#### [Work to do]
Rewrite the records below as a numbered list with blank lines omitted, starting with the line that contains "of the embroidered" and going on through the end of the records.

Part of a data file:
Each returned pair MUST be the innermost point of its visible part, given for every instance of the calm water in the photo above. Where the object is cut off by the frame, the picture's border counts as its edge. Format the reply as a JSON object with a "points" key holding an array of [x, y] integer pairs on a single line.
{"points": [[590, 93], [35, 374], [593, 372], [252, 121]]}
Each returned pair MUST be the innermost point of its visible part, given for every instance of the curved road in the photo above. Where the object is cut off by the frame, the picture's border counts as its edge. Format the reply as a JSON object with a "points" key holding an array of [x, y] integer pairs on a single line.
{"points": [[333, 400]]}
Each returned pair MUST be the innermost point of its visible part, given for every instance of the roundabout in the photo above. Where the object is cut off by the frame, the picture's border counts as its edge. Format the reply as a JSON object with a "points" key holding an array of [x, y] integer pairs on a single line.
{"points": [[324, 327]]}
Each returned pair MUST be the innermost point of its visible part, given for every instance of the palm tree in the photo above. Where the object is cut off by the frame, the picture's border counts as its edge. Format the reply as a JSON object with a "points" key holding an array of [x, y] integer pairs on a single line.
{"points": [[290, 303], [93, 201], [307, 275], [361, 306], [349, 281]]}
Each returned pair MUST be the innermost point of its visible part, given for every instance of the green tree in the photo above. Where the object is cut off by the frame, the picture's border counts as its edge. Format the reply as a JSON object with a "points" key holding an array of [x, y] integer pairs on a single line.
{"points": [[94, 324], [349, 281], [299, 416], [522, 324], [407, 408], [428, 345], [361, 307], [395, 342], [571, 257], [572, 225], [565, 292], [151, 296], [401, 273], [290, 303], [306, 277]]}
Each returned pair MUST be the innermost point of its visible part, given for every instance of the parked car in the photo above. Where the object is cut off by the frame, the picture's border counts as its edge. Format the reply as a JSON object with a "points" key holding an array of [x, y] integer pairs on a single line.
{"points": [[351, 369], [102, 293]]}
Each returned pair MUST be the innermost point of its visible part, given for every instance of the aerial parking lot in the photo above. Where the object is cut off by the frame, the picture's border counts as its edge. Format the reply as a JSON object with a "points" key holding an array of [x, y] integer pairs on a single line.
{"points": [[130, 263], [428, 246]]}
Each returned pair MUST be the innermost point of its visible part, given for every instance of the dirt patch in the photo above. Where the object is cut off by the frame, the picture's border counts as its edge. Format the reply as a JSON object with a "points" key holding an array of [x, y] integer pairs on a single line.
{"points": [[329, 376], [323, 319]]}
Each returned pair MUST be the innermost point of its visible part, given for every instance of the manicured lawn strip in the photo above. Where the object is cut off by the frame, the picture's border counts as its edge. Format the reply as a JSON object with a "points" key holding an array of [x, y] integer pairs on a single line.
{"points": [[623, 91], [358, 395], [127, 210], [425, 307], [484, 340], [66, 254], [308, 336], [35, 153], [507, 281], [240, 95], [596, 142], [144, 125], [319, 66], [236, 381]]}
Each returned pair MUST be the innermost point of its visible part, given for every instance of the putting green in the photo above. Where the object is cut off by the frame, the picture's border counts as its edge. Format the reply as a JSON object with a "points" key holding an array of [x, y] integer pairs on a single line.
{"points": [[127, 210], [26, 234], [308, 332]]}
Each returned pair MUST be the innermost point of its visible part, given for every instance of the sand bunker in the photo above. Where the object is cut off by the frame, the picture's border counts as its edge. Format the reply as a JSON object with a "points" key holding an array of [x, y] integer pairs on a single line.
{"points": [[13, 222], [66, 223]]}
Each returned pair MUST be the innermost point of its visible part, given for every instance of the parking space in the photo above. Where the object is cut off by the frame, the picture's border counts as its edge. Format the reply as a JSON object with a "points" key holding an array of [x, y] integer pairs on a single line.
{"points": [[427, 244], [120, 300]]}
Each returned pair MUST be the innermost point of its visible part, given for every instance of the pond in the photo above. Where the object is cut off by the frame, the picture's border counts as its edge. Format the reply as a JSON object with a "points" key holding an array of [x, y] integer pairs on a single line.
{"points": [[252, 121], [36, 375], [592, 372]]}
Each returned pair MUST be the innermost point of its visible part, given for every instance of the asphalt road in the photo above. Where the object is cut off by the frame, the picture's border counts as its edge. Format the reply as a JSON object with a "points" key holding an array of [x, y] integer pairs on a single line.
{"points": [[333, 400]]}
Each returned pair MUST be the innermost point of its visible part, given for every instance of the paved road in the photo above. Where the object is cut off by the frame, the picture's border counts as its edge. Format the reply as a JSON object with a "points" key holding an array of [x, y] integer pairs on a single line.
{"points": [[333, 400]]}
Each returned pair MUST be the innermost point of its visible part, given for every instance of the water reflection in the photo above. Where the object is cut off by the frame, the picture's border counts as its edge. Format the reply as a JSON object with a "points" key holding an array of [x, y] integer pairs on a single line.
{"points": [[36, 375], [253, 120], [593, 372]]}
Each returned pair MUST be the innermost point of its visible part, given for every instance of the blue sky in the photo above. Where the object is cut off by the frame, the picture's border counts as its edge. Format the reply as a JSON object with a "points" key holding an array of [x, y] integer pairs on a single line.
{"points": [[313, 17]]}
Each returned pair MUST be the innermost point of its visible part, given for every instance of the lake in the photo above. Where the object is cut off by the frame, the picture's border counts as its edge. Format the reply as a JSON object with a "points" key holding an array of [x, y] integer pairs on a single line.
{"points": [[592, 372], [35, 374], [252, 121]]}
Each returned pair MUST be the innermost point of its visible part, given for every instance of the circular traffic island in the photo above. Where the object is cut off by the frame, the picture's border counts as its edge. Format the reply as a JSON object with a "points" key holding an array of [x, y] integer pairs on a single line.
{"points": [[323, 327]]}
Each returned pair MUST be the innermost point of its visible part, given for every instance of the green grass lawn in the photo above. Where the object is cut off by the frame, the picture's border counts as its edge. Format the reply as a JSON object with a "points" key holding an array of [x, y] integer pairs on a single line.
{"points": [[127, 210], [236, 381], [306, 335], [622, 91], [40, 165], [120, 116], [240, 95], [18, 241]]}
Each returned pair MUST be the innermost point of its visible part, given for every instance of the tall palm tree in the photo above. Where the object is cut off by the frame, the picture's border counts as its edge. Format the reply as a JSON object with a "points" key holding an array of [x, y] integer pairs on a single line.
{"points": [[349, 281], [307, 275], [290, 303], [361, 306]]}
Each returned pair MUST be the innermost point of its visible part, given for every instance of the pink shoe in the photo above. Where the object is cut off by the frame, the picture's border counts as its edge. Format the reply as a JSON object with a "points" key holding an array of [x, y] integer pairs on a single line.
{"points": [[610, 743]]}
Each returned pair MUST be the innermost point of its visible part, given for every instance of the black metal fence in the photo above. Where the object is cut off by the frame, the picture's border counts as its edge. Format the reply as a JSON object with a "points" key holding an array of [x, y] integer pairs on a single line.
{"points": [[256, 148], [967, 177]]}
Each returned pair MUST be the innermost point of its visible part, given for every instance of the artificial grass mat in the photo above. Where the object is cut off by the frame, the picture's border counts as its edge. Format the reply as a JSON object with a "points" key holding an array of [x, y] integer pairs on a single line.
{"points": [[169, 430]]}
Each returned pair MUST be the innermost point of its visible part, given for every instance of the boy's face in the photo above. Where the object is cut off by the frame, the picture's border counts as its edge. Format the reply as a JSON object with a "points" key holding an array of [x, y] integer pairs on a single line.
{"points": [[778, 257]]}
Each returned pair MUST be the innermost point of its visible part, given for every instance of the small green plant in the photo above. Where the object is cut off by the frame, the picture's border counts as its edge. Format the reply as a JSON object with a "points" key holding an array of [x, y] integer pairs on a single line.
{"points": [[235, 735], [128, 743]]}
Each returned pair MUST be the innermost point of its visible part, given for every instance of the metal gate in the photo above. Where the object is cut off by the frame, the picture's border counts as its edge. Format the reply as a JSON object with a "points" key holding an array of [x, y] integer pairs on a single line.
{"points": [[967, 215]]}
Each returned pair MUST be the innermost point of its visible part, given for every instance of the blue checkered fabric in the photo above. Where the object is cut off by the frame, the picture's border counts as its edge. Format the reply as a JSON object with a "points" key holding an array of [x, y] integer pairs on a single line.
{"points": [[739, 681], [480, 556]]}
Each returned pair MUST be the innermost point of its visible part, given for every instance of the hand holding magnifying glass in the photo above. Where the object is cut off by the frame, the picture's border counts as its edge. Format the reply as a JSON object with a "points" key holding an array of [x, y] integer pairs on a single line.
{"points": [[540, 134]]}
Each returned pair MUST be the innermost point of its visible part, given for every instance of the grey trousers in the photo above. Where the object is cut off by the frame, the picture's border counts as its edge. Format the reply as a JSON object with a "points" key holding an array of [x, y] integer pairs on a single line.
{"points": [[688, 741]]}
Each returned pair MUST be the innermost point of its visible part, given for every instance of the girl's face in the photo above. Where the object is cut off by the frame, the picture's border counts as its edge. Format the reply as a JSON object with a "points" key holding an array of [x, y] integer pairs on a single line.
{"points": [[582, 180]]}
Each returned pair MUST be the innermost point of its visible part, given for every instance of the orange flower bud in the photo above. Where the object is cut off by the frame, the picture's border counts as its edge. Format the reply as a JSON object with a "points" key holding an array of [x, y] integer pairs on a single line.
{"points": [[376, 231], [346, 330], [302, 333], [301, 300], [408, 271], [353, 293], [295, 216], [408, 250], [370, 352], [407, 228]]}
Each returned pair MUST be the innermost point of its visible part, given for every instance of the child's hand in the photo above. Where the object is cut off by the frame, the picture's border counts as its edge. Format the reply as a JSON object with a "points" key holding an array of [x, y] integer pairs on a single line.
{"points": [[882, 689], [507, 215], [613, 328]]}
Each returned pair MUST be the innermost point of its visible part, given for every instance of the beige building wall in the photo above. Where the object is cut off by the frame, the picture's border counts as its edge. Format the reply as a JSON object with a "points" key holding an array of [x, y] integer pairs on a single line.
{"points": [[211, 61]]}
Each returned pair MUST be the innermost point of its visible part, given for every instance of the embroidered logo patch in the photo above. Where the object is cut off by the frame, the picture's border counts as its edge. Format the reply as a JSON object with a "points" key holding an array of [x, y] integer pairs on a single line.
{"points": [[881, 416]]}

#### [Finished task]
1. Each returned pair MUST be the innermost point of its visible part, given for every instance of the embroidered logo patch in the photo above. Where the object is cut off by the frame, the picture's border counts as its edge. Format the reply as a JSON object with a "points" key holding an array of [x, y] integer pairs on a single line.
2. {"points": [[881, 416]]}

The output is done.